### Texte source
----

Job Description, Externalisation, Privatisation, Quelle Est La Situation Reelle ?

Une politique de gribouille

Depuis plusieurs années , la Commission est confrontée à une pénurie de personnel grandissante qui l’a conduite à :

- recruter dans des conditions de plus en plus critiquables du personnel temporaire et précaire dans des conditions que la loi belge (et celle de nombreux Etats membres) interdit aux sociétés privées, en utilisant toutes les possibilités prévues pour gérer des pénuries de main d’oeuvre conjoncturelles (intérimaires, auxiliaires, agents temporaires) mais afin de couvrir des besoins structurels ;

- sous-traiter à des consultants privés des tâches de service public, y compris dans le domaine de la gestion budgétaire, avec des surcoûts et une perte d’efficacité des actions, ainsi que des risques de conflit d’intérêts, qui ont conduit à une partie des « affaires » qui ont entraîné la démission du Collège en 1999.

Cette réalité est attestée par la récente communication concernant la gestion de l’aide aux pays tiers, que nous vous présentons par ailleurs, à titre d’exemple.

----

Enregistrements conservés
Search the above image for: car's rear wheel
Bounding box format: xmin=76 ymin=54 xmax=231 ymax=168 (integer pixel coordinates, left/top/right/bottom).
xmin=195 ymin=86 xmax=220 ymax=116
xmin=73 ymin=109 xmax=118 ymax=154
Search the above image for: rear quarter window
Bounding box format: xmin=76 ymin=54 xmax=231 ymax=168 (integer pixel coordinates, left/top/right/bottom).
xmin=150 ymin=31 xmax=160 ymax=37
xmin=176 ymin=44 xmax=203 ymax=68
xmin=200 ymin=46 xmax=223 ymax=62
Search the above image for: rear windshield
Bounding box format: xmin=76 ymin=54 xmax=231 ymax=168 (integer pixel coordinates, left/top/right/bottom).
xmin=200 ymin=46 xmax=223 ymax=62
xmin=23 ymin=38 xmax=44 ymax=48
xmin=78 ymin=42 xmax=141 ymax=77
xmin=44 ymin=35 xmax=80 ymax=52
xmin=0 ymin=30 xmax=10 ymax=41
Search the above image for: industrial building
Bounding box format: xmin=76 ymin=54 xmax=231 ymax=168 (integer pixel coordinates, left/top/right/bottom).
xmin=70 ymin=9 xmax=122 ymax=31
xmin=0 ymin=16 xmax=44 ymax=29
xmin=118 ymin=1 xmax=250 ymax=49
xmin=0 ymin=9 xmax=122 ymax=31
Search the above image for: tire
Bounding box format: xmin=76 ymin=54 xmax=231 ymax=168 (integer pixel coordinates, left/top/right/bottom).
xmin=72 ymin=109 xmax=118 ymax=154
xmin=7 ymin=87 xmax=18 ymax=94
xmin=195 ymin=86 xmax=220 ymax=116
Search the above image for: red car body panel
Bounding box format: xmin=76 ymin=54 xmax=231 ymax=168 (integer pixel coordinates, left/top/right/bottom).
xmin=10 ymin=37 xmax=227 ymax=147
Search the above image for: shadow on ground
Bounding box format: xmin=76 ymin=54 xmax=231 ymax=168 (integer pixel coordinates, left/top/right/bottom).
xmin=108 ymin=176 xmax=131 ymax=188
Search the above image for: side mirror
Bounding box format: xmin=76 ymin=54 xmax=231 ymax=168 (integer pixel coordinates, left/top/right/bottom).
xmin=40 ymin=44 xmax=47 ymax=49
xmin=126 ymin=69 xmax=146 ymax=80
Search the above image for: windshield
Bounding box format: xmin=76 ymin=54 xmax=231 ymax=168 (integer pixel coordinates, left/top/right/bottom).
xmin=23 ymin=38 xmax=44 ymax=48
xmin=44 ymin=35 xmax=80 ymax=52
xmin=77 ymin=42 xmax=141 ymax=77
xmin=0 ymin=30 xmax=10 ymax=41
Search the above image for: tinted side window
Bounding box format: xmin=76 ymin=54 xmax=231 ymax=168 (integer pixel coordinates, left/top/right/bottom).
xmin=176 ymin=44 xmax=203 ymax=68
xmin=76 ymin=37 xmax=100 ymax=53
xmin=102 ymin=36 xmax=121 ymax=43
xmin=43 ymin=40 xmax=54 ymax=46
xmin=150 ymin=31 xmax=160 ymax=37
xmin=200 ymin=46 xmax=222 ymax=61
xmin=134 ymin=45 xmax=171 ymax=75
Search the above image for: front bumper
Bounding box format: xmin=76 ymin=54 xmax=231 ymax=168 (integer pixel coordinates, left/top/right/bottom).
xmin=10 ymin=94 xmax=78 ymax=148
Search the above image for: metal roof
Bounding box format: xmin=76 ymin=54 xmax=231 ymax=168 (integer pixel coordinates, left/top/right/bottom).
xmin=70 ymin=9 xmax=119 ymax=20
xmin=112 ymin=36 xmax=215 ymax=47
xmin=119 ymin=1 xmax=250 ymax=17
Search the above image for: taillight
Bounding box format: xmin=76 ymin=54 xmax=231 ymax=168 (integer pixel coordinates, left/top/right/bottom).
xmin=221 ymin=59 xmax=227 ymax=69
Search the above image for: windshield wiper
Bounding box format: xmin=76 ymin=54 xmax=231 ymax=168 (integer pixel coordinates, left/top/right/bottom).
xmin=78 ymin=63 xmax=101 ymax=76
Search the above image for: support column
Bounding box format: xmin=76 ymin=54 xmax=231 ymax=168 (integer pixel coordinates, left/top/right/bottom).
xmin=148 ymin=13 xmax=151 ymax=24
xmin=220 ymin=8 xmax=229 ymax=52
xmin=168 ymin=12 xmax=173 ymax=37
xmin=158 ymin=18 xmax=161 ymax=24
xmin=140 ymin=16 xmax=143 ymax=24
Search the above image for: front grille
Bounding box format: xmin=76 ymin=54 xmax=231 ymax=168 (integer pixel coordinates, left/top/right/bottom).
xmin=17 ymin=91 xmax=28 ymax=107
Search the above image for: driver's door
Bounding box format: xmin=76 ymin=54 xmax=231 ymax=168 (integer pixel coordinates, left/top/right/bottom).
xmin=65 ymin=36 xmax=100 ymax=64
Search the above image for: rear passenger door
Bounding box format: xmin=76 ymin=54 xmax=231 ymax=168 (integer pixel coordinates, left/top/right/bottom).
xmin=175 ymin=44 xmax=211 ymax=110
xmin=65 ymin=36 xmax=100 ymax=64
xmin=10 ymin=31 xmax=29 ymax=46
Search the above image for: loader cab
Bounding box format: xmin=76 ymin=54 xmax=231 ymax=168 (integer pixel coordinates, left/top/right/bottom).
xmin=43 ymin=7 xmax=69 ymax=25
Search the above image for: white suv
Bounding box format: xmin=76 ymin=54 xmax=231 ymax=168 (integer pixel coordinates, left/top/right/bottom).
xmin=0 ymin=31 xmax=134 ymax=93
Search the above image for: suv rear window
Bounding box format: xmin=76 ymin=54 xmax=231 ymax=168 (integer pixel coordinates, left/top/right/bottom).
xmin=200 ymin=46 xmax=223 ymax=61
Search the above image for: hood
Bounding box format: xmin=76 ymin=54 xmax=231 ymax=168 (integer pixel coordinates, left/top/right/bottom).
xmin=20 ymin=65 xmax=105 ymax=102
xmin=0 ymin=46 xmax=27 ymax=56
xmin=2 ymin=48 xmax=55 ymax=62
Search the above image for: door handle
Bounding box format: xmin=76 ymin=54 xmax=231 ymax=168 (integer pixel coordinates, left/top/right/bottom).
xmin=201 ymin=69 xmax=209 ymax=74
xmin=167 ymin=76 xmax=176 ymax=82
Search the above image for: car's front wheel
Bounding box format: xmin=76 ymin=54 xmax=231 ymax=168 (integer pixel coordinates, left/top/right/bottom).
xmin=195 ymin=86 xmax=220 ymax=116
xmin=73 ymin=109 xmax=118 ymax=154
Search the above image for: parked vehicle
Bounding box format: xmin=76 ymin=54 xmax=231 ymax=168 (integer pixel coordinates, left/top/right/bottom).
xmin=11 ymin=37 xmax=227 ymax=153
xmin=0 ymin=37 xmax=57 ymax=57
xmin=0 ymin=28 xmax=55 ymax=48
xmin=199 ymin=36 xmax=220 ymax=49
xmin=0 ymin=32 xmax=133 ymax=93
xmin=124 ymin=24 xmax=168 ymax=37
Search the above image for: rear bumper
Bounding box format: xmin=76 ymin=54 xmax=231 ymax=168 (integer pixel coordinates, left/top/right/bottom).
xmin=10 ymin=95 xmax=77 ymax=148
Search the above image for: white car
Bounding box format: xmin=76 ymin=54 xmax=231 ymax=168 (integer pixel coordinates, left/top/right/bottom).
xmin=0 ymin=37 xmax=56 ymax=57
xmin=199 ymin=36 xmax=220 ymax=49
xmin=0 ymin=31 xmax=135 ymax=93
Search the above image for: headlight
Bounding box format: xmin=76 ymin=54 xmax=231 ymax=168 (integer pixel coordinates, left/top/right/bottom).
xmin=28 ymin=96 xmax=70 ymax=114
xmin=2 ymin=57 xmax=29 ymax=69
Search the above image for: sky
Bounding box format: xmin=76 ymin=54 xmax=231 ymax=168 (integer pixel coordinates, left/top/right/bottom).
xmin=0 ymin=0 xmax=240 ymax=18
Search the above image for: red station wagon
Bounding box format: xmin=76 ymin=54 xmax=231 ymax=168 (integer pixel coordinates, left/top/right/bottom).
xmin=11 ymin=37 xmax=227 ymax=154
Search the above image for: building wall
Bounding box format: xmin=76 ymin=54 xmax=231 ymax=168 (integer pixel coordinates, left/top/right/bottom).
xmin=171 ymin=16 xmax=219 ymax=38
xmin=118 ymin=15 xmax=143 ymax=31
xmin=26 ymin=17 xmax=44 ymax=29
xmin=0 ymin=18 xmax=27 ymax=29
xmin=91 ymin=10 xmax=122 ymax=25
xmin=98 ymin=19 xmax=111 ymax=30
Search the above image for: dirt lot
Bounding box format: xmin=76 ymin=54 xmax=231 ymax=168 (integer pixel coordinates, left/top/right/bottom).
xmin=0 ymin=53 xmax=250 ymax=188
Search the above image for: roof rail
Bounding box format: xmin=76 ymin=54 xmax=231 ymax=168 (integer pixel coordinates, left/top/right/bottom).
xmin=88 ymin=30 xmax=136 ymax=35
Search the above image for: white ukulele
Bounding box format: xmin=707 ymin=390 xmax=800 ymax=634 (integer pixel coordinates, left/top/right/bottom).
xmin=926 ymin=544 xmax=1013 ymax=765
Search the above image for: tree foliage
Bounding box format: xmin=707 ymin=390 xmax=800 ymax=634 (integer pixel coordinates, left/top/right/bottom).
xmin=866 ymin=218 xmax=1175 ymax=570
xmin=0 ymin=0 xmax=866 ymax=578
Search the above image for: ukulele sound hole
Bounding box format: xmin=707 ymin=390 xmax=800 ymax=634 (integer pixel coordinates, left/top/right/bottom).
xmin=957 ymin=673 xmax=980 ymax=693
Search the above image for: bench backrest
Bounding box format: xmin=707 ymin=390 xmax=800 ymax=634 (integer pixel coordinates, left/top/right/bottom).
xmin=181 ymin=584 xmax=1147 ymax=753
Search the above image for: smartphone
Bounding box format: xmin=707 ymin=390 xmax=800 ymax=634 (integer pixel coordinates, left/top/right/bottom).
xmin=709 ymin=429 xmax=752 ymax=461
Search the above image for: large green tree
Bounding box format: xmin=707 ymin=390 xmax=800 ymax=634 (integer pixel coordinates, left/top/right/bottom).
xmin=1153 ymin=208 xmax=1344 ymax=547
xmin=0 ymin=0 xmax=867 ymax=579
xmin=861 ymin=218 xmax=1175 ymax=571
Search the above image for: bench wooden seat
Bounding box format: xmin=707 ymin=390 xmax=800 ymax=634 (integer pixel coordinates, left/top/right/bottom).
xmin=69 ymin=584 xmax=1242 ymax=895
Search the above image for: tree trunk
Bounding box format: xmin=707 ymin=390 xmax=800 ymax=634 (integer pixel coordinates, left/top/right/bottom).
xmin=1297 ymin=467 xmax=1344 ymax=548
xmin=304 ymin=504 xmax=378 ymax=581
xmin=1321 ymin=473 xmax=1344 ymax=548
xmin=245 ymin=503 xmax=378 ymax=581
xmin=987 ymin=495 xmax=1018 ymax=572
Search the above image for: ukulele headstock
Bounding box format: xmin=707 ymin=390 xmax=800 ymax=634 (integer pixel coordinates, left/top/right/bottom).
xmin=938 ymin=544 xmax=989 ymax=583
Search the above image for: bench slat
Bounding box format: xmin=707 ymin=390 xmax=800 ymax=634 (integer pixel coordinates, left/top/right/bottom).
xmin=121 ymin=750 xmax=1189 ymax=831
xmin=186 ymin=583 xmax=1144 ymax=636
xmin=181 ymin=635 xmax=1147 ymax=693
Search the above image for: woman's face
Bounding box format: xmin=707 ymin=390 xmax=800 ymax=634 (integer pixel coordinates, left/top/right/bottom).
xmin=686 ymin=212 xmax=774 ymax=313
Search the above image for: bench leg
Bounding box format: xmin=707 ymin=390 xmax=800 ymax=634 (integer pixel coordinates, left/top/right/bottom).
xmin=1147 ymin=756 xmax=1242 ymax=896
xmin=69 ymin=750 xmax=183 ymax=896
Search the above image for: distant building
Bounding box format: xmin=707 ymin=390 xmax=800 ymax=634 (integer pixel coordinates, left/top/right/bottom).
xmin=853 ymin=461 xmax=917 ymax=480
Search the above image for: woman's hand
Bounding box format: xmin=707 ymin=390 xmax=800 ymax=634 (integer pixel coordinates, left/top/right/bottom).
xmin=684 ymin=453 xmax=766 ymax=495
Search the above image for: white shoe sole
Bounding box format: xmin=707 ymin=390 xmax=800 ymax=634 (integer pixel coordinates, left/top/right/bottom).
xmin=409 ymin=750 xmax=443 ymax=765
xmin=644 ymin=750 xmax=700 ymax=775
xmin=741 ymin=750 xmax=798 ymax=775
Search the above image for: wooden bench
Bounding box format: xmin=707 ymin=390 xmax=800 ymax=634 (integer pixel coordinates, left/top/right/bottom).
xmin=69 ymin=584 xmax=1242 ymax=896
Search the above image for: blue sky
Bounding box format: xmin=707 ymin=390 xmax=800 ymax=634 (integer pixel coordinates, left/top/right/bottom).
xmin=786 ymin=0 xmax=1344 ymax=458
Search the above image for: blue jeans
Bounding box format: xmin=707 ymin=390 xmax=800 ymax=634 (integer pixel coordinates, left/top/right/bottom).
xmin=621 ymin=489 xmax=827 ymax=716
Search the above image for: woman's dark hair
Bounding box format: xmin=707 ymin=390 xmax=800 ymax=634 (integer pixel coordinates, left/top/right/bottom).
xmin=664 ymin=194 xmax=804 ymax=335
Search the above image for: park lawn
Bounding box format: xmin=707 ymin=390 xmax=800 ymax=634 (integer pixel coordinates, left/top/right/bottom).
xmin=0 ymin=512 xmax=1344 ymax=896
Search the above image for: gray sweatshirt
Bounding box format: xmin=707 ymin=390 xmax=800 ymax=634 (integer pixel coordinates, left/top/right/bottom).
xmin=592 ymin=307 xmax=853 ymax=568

----

### Série de consignes
1. Recopiez intégralement, dans le listing, tout ce qui va de la ligne contenant « Search the above image for: dirt lot » jusqu'à la ligne contenant « xmin=88 ymin=30 xmax=136 ymax=35 », toutes deux comprises. Ajoutez -7 à chaque coordonnée des cadres localisés et laissez l'exemple de format inchangé.
2. Poursuivez le texte sur la pénurie de personnel de la Commission à partir de l'endroit où il s'arrête.
Ce listing est sans rapport avec le texte sur la pénurie de personnel de la Commission.

### Réponses attendues
1.
Search the above image for: dirt lot
Bounding box format: xmin=76 ymin=54 xmax=231 ymax=168 (integer pixel coordinates, left/top/right/bottom).
xmin=-7 ymin=46 xmax=243 ymax=181
Search the above image for: roof rail
Bounding box format: xmin=76 ymin=54 xmax=231 ymax=168 (integer pixel coordinates, left/top/right/bottom).
xmin=81 ymin=23 xmax=129 ymax=28

2.
On aurait pu attendre de la précédente Commission, et en particulier de son membre chargé du personnel et du budget, une action résolue pour combattre cette pénurie et trouver des moyens pour y mettre fin, soit en réduisant les activités de l’Institution, soit en recrutant du personnel supplémentaire.

Au contraire, on a suivi la politique de l’autruche, en prétendant ne pas avoir besoin de moyens supplémentaires en personnel et donc en n’en faisant pas la demande à l’autorité budgétaire. Pendant ce temps, la Commission a continué à accepter toutes les tâches nouvelles qui lui étaient octroyées par le Conseil et le Parlement.

Après la publication du deuxième rapport des experts indépendants, qui a mis l’accent sur l’importance de la pénurie de personnel et de ses conséquences, on aurait pu imaginer que la Commission, instruite par l’expérience cuisante des événements de 1999, aurait accepté de changer de politique.

Il n’en a rien été. Alors que le Parlement l’avait fortement invité à faire état de ses besoins, M. Kinnock grand réformateur mais aussi survivant de l’ancien Collège, s’en est tenu à la politique de son prédécesseur et prétend moderniser la Commission sans personnel supplémentaire (sauf pour actionner la bureaucratie de sa réforme).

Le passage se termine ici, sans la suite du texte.